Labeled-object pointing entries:
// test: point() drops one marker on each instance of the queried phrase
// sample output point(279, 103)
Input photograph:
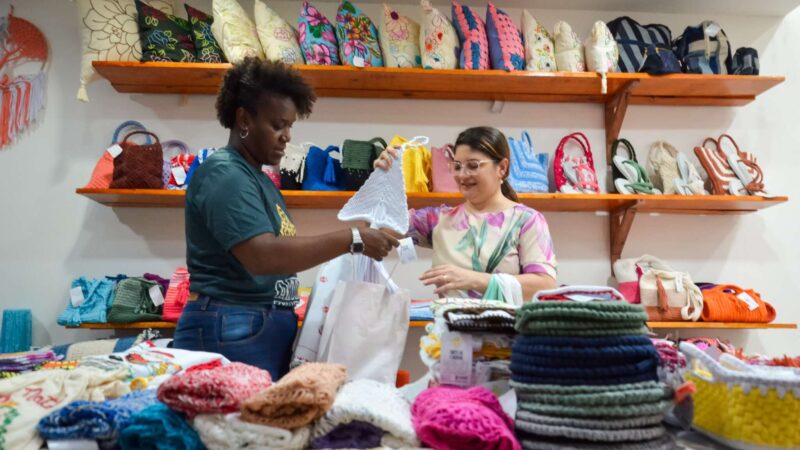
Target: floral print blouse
point(514, 241)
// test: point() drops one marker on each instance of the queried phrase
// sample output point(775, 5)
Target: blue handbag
point(97, 297)
point(324, 170)
point(528, 170)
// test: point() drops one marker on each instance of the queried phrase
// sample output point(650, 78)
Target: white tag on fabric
point(114, 150)
point(73, 444)
point(156, 296)
point(406, 251)
point(712, 29)
point(678, 282)
point(179, 174)
point(745, 297)
point(456, 359)
point(76, 297)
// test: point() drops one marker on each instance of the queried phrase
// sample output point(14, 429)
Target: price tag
point(114, 150)
point(156, 296)
point(456, 359)
point(179, 174)
point(406, 251)
point(745, 297)
point(76, 297)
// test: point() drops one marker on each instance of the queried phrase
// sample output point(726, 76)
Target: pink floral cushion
point(317, 37)
point(505, 41)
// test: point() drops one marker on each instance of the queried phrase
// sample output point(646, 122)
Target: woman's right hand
point(378, 243)
point(386, 158)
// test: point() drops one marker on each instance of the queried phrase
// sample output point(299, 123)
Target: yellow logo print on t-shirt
point(287, 227)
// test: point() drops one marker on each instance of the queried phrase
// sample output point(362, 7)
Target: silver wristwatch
point(357, 246)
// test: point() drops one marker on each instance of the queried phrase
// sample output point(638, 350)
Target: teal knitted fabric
point(160, 428)
point(643, 409)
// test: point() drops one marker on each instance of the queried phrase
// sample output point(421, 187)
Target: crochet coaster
point(516, 376)
point(523, 366)
point(229, 432)
point(591, 424)
point(302, 396)
point(629, 434)
point(377, 404)
point(533, 442)
point(596, 411)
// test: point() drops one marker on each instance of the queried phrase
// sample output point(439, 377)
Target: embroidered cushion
point(317, 37)
point(472, 37)
point(539, 45)
point(399, 38)
point(164, 37)
point(234, 31)
point(110, 32)
point(358, 37)
point(206, 48)
point(439, 41)
point(505, 41)
point(278, 39)
point(569, 50)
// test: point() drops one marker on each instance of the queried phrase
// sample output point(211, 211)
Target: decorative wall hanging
point(22, 95)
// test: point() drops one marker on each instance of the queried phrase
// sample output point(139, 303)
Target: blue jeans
point(259, 335)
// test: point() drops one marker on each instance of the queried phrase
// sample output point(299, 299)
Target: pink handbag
point(443, 180)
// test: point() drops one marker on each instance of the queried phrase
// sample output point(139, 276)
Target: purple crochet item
point(450, 418)
point(355, 434)
point(163, 283)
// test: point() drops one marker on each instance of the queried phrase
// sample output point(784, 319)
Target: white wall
point(50, 234)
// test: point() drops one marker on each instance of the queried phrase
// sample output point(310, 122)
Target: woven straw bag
point(743, 406)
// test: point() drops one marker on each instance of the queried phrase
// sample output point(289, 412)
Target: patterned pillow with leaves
point(206, 48)
point(110, 32)
point(317, 37)
point(164, 37)
point(358, 37)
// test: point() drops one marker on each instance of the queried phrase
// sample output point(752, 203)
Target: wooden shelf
point(714, 204)
point(495, 85)
point(422, 323)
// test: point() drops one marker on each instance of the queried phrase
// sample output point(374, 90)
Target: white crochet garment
point(228, 432)
point(382, 201)
point(376, 403)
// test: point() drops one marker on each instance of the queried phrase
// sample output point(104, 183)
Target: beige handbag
point(669, 296)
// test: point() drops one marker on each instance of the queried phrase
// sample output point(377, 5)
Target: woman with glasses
point(490, 233)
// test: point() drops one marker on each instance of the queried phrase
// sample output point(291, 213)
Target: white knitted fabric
point(228, 432)
point(376, 403)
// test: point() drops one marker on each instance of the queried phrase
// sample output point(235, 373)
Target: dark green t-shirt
point(228, 202)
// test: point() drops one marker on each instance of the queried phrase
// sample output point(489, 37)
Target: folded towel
point(101, 421)
point(217, 390)
point(302, 396)
point(159, 427)
point(449, 418)
point(230, 432)
point(374, 403)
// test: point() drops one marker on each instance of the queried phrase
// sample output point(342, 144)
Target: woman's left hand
point(450, 278)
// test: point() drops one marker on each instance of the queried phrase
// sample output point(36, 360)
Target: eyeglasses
point(469, 167)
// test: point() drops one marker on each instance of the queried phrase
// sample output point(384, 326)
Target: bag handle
point(145, 132)
point(129, 124)
point(626, 143)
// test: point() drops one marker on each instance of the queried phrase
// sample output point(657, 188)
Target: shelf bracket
point(616, 107)
point(620, 222)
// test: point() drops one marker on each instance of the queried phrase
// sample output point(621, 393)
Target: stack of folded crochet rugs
point(585, 373)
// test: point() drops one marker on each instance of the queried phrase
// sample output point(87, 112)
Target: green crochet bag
point(357, 159)
point(132, 302)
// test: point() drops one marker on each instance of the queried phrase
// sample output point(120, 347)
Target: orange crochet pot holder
point(729, 303)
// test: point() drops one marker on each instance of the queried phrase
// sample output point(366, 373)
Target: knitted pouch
point(132, 302)
point(357, 159)
point(139, 166)
point(729, 303)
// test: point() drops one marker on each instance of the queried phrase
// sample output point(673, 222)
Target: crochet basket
point(744, 406)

• Task brief: Extract every line from the rows that contains the word "green".

• Written response:
Target: dark green t-shirt
Target: green crochet bag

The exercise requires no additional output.